⟨

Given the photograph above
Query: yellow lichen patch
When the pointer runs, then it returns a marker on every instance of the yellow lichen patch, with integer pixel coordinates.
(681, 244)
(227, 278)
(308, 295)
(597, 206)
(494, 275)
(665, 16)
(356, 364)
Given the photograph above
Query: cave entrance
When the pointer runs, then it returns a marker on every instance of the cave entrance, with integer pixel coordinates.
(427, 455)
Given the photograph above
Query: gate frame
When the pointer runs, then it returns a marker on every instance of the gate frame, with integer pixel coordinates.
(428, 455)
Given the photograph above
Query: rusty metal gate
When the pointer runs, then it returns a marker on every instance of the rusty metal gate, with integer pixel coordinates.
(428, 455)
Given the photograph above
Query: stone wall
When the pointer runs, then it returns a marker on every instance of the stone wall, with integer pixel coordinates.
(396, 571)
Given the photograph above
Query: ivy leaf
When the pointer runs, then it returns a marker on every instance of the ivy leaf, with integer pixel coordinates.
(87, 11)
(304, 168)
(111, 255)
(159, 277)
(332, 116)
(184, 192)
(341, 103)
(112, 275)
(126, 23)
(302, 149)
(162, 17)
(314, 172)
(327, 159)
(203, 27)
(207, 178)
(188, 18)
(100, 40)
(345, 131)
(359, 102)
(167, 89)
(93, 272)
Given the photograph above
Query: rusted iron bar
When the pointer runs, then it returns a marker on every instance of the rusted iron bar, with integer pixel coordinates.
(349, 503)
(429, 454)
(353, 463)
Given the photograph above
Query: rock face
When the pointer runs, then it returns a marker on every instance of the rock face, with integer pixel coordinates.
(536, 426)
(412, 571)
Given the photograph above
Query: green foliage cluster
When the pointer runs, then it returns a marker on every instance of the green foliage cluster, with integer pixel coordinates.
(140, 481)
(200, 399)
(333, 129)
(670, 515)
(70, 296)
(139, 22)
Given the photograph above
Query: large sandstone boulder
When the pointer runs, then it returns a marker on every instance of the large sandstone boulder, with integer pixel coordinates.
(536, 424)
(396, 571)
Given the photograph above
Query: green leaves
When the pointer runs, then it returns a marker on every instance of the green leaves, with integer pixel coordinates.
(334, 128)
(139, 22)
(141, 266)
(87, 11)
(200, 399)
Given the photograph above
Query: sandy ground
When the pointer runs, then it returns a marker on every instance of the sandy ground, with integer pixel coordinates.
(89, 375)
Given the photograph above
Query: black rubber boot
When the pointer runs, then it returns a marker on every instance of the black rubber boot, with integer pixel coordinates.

⟩

Print the records verbatim, stopping after the "Query: gate frame" line.

Given the photograph above
Query: yellow lichen patch
When the pointer runs, then it returns a marker on every instance of the yellow lichen patch, with integer pixel coordinates.
(681, 244)
(227, 278)
(308, 295)
(597, 206)
(494, 275)
(665, 16)
(356, 364)
Given the photograph above
Query: cave entrance
When the pointer runs, then it returns a marker on every instance of the cave entrance, with integer pixel coordinates.
(427, 455)
Given the photograph above
Query: gate frame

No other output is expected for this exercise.